***** Data *****
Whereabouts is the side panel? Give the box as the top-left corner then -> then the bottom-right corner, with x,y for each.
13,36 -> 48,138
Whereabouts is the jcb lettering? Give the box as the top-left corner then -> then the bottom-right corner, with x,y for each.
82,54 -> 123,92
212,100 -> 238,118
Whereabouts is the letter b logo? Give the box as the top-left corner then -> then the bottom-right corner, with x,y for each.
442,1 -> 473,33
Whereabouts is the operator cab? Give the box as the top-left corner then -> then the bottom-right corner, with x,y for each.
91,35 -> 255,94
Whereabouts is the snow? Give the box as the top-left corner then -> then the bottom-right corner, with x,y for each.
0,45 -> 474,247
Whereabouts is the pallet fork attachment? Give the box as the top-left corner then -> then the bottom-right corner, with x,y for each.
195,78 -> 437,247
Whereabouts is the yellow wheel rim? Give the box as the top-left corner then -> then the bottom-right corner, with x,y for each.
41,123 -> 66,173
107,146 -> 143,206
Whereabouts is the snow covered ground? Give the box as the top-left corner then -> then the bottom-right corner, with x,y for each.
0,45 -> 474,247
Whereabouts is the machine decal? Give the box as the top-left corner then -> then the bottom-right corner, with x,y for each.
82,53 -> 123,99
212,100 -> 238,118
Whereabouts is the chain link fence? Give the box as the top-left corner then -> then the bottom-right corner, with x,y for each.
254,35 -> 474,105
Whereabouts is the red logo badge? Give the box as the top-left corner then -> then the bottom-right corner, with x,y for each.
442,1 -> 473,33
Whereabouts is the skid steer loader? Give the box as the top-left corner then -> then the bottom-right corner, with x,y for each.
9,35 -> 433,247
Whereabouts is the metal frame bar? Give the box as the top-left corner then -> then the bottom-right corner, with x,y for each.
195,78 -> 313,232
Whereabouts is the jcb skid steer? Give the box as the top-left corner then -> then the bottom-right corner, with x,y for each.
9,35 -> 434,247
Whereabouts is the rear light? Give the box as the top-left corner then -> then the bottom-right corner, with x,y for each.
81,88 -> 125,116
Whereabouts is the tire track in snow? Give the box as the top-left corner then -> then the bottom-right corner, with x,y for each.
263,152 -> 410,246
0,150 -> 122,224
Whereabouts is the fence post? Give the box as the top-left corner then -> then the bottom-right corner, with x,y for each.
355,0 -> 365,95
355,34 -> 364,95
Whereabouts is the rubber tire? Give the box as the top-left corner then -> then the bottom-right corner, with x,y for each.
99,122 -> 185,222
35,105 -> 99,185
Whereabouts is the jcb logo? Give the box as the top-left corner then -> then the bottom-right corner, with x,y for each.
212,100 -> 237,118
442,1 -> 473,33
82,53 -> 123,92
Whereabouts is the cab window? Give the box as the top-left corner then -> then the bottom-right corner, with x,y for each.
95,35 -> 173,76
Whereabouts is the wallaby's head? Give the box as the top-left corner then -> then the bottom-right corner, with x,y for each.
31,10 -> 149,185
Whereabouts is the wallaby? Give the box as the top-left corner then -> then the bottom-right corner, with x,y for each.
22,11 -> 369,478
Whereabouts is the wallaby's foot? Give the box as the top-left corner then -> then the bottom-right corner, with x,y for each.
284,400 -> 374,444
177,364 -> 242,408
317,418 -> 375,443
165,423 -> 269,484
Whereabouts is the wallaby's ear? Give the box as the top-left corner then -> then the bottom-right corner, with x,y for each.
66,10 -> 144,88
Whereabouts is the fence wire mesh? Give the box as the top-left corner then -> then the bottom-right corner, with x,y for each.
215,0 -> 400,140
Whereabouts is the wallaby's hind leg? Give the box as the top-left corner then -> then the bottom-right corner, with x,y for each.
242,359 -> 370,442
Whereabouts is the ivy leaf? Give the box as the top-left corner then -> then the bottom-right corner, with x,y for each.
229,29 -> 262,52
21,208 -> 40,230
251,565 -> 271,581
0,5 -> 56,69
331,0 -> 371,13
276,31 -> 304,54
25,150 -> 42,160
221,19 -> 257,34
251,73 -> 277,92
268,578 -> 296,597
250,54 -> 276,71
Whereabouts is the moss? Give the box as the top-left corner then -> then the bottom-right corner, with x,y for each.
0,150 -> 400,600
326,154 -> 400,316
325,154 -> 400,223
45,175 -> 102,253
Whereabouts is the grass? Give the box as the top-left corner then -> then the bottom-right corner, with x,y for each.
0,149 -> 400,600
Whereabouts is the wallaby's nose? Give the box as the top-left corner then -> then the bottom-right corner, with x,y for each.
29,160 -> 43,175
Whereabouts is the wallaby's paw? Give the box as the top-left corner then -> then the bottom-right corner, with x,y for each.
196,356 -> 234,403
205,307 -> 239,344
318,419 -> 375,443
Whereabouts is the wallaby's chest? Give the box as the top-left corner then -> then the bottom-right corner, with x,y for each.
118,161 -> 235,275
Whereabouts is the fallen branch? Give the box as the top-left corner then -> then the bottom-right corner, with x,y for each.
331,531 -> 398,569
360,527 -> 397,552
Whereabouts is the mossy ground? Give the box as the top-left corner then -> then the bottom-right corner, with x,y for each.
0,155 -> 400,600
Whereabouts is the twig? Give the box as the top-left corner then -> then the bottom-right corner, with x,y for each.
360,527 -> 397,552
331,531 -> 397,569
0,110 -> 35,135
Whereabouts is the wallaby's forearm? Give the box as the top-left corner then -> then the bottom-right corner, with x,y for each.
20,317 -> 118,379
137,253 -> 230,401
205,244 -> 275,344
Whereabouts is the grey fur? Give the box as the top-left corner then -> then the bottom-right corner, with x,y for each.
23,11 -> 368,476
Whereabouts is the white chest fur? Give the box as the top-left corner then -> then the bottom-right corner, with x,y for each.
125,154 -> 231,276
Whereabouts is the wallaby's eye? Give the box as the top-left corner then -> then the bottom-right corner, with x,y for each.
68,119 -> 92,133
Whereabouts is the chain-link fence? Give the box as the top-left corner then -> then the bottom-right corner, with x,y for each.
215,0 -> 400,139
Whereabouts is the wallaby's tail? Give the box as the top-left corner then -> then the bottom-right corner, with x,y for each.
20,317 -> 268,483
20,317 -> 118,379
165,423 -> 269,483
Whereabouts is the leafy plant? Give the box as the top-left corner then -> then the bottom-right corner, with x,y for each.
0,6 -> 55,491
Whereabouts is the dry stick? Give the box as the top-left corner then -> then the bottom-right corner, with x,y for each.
*****
### [Short exercise]
Turn every line in the listing above into a numbered list, leaving out the blank lines.

### [Solution for this exercise]
1. Whereabouts is the side panel? Give the box as the top-left corner then -> then the bottom-right corner, with x,y for each.
2. 13,36 -> 48,138
3. Whereabouts is the jcb lettering? Give the box as the top-left corner then -> then the bottom-right corner, with x,y for each.
4. 82,54 -> 123,92
5. 212,100 -> 238,118
6. Whereabouts is the letter b logo? Give the box as the top-left corner then -> then the bottom-right corner, with x,y for each.
7. 442,1 -> 473,33
8. Whereabouts is the operator cab? Give the box as the top-left corner then -> then the bottom-right corner, with x,y for each.
9. 91,35 -> 255,94
10. Whereabouts is the snow? Give the box as the top-left corner then -> then the bottom-right corner, with x,y for each.
11. 0,45 -> 474,247
12. Whereabouts is the pallet fork attachment? Give the box as the top-left corner then -> then the bottom-right corner, with x,y for each.
13. 195,78 -> 437,247
14. Whereabouts is the yellow wheel rim? Give the box as the top-left corner then -> then the bottom-right corner, with x,y for each.
15. 41,123 -> 66,173
16. 107,146 -> 143,206
17. Whereabouts is the snow covered ground? Give the box as the top-left corner then -> then the bottom-right corner, with x,y for each.
18. 0,45 -> 474,247
19. Whereabouts is the machine decal? Give the box as the top-left corner then -> then the bottom-right corner, with x,y for each.
20. 82,53 -> 123,99
21. 212,100 -> 238,118
22. Whereabouts is the chain link fence? Give the box as the top-left corner then -> then the bottom-right corner, with x,y for each.
23. 254,35 -> 474,105
24. Whereabouts is the red logo badge? Give the box as the top-left corner then -> then the bottom-right corner, with x,y for each.
25. 442,1 -> 473,33
26. Whereabouts is the skid steer loader? Give the box as the top-left corner then -> then the bottom-right corner, with x,y for each.
27. 9,35 -> 433,247
28. Whereabouts is the metal frame bar? Give the box as the top-left corner then -> then the bottom-right corner, with x,y for each.
29. 195,78 -> 313,232
30. Whereabouts is the jcb skid steer? Give the box as the top-left corner then -> then the bottom-right corner, with x,y for each.
31. 9,35 -> 434,247
32. Whereabouts is the rear light? Give the box as the top-left corner then -> then the bottom-right corner, with x,y for each.
33. 81,88 -> 125,116
34. Whereabouts is the tire track in snow? Give the box as the top-left corner then -> then the bottom-right corner, with x,y for each.
35. 263,152 -> 410,246
36. 0,150 -> 122,224
37. Whereabouts is the fence post? Give the box as the top-left corner then -> then the bottom-right corner, with x,y for each.
38. 355,0 -> 365,95
39. 355,34 -> 364,95
40. Whereabouts is the rubber tire? Give the box as the top-left corner then -> then the bottom-right corner, with x,y for each.
41. 99,122 -> 185,222
42. 35,105 -> 99,185
43. Whereabouts is the jcb logo? Give the box as the top-left corner then -> then the bottom-right corner, with x,y for each.
44. 212,100 -> 237,118
45. 442,1 -> 473,33
46. 82,53 -> 123,92
47. Whereabouts is the cab window? Give the box as the top-left corner then -> then the bottom-right corner, with x,y for each.
48. 95,35 -> 173,76
49. Whereabouts is the wallaby's head? Give the box as the top-left corner then -> then the bottom-right corner, with x,y for each.
50. 31,10 -> 149,185
51. Whereabouts is the wallaby? Give the box as the top-left corner then -> then the bottom-right corner, with x,y for each.
52. 22,11 -> 369,478
53. Whereabouts is the wallaby's foot? Give the box as the top-left corner then -> then the bottom-right corner, with x,y for each.
54. 284,400 -> 374,444
55. 177,364 -> 242,408
56. 317,418 -> 375,443
57. 165,423 -> 269,484
58. Whereabouts is the wallaby's ear? Give the box as the top-left corner then -> then the bottom-right corner, with x,y for each.
59. 66,10 -> 144,88
60. Whereabouts is the fence wire mesh? Give the box as the top-left corner then -> then the bottom-right corner, with x,y for each.
61. 215,0 -> 400,140
62. Whereabouts is the wallaby's hind leg? Give the box as the top-left corner then -> then the bottom-right corner, with x,y for each.
63. 242,359 -> 370,442
64. Whereabouts is the ivy leaf? Give the box as the top-left corner then -> then the bottom-right corner, with x,y for each.
65. 229,29 -> 262,52
66. 21,208 -> 40,230
67. 251,565 -> 271,581
68. 0,5 -> 56,69
69. 331,0 -> 371,13
70. 276,31 -> 304,54
71. 25,150 -> 42,160
72. 221,19 -> 257,34
73. 251,73 -> 277,92
74. 268,578 -> 296,597
75. 250,54 -> 276,71
76. Whereabouts is the moss? Give the box as the top-left corner then -> then the bottom-right corner, with x,y for each.
77. 0,150 -> 400,600
78. 326,154 -> 400,316
79. 325,154 -> 400,223
80. 45,175 -> 102,253
81. Whereabouts is the grass? Give the box as the top-left corner then -> then the bottom-right corner, with x,y for each.
82. 0,149 -> 400,600
83. Whereabouts is the wallaby's nose? Give the box as the top-left corner then -> then the bottom-right corner, with x,y for each.
84. 29,160 -> 43,175
85. Whereabouts is the wallaby's paw? Give the box as the top-left corner then -> then the bottom-right corner, with x,y for each.
86. 196,356 -> 234,403
87. 205,307 -> 239,344
88. 318,419 -> 375,443
89. Whereabouts is the wallaby's chest? Give the box as the top-left corner then -> then the bottom-right corner, with x,y for each.
90. 118,161 -> 235,275
91. Whereabouts is the fallen branch? Give the box as the top-left corner then -> then the bottom-right corner, with x,y for each.
92. 331,531 -> 398,569
93. 360,527 -> 397,552
94. Whereabouts is the mossy ground? Give the box as the top-left corner then -> then the bottom-right corner, with x,y for each.
95. 0,155 -> 400,600
96. Whereabouts is the twig? Give the box as the top-left corner then -> then the bottom-right corner, with x,y for each.
97. 360,527 -> 397,552
98. 331,531 -> 397,569
99. 0,110 -> 35,135
100. Whereabouts is the wallaby's forearm? Give the box as the top-left corner then -> then the bottom-right corner, with x,y for each.
101. 20,317 -> 118,379
102. 137,253 -> 230,401
103. 205,244 -> 275,344
104. Whereabouts is the grey fur? Give the box as the top-left corner then -> then the bottom-right corner, with x,y for each.
105. 23,11 -> 368,476
106. Whereabouts is the white chest fur? Give the box as the top-left corner then -> then the bottom-right corner, with x,y for each.
107. 125,154 -> 231,276
108. Whereabouts is the wallaby's eye? Give the box as the top-left corner then -> then the bottom-right corner, with x,y for each.
109. 68,119 -> 92,133
110. Whereabouts is the chain-link fence? Give the box as the top-left corner then -> then the bottom-right corner, with x,y for each.
111. 215,0 -> 400,139
112. Whereabouts is the wallaby's tail? Give the box as the top-left corner then -> then the bottom-right corner, with x,y for each.
113. 20,317 -> 268,483
114. 20,317 -> 118,379
115. 165,423 -> 269,483
116. Whereabouts is the leafy plant? Give the box as the top-left corner then -> then the bottom-right corner, with x,y for each.
117. 0,6 -> 55,491
118. Whereabouts is the dry stick? Give the box as the top-left corner then -> then the bottom-right corner, with x,y for each.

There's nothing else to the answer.